§ Testo di partenza:
====
Tutto il mondo è Valdera - Alejandro T. Rodriguez

Alejandro Tomas Rodriguez, 35 anni
Alejandro Tomas Rodriguez, 35 anni

Dopo la rubrica Valderesi all'estero, il percorso contrario: il nostro territorio visto con gli occhi indiscreti di chi arriva da fuori - capitolo 2



PONTEDERA — Gira il mondo con il gruppo di attori del Workcenter di Pontedera. Abita alla Rotta, almeno qualche mese all'anno.

Alejandro Tomas Rodriguez, 35 anni, è nato in Argentina, a Rosario (“La città del Che Guevara, ma oggi forse è più giusto dire la città di Leo Messi”) e da otto anni abita in Valdera.

Da dove arrivi?

“Spesso anch’io mi chiedo da dove vengo, quasi tutti giorni. E da un certo punto non è mica facile rispondere. Una possibilità è dire: sono arrivato da Rosario, Argentina. La città del Che Guevara che adesso, e forse questo è un segno di un radicale spostamento dei valori, è conosciuta come la città di Lionel Messi, Vive di fronte a casa mia. Poi c'è un'altra possibilità...”

Da quanto tempo sei in Valdera?

“Dal 2007. Non ho mai vissuto a Pontedera. Sono stato a Montopoli, a Marti e poi dal 2008 sono atterrato nella Repubblica della Rotta”

Perché sei arrivato qua?

“Sono arrivato qui per via del Workcenter. Sono un attore e come tutti i giovani attori avevo letto dei testi di Grotowski che mi avevano colpito molto. Poi, piano piano, con gli anni mi sono messo in moto per trovare delle persone che avevano lavorato con lui. Queste persone erano qui, alla Rotta. A parte la storica Piaggio e la cecina qui esiste un centro di ricerca molto importante, riconosciuto in tutto il mondo che si chiama Workcenter of Jerzy Grotowski and Thomas Richards. E' un centro di lavoro legato alle arti performative, in questo caso molto vicino al teatro e alla musica, fondato nel 1986  da un grande uomo chiamato Jerzy Grotowski. Lui è stato invitato anni fa in Valdera dal Centro per la Sperimentazione e la Ricerca Teatrale di Pontedera. Nell'ambito del teatro Grotowski è forse il più grande rivoluzionario del '900. A un certo momento, nel punto più alto della sua carriera come regista, ha lasciato il teatro e si è concentrato, cito le sue parole, non già sull'attore ma sull'uomo. La curiosità e la determinazione lo hanno portato a spingere i confini del teatro”.

E adesso com'è il Worcenter?

“Per farla breve, questa ricerca del Workcenter continua a svilupparsi dal 1986  fino a oggi, portata avanti da Thomas Richards e Mario Biagini, direttore artistico e direttore associato rispetivamente, e da tante altre persone di tutto il mondo che in questi trent'anni  hanno nutrito questo lavoro, spostandolo verso nuove forme. Il Workcenter è una strana cosa, difficile da definire. Non è una scuola o un'università. Se devo cercare una definizione direi che è una specie molto particolare di catalizzatore di freaks, di outsiders.
====
§ Dati forniti:

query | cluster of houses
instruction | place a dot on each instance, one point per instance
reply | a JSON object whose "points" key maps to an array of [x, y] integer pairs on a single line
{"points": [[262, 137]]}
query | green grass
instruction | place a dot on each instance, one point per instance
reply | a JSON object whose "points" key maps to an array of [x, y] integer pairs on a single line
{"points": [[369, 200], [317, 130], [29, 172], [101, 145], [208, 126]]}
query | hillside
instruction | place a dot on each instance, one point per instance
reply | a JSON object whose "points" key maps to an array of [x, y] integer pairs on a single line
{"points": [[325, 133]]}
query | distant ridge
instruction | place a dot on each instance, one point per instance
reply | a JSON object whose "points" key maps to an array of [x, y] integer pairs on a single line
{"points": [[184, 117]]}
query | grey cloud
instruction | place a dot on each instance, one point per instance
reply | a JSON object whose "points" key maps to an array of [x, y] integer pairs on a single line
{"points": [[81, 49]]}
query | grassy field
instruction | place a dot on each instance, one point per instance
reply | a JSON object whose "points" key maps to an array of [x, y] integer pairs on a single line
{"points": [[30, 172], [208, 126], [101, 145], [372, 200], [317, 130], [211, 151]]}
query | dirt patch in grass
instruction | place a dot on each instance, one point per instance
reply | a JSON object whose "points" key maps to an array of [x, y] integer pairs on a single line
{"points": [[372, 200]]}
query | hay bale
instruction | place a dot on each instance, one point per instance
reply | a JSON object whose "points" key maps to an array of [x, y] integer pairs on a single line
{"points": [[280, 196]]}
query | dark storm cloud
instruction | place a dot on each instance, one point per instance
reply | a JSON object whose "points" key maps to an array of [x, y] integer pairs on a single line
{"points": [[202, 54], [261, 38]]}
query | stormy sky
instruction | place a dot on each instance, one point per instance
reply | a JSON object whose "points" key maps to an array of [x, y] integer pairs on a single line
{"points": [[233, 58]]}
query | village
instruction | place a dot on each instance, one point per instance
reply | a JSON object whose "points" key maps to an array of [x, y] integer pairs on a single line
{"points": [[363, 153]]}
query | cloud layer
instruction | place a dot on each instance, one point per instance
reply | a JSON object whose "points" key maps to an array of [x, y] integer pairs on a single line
====
§ Lavoro da fare: Ricopia dall'intervista tutto il tratto che va da "Da dove arrivi?" giù fino a "sei in Valdera?", comprese queste parole.

§ Risposta giusta:
Da dove arrivi?

“Spesso anch’io mi chiedo da dove vengo, quasi tutti giorni. E da un certo punto non è mica facile rispondere. Una possibilità è dire: sono arrivato da Rosario, Argentina. La città del Che Guevara che adesso, e forse questo è un segno di un radicale spostamento dei valori, è conosciuta come la città di Lionel Messi, Vive di fronte a casa mia. Poi c'è un'altra possibilità...”

Da quanto tempo sei in Valdera?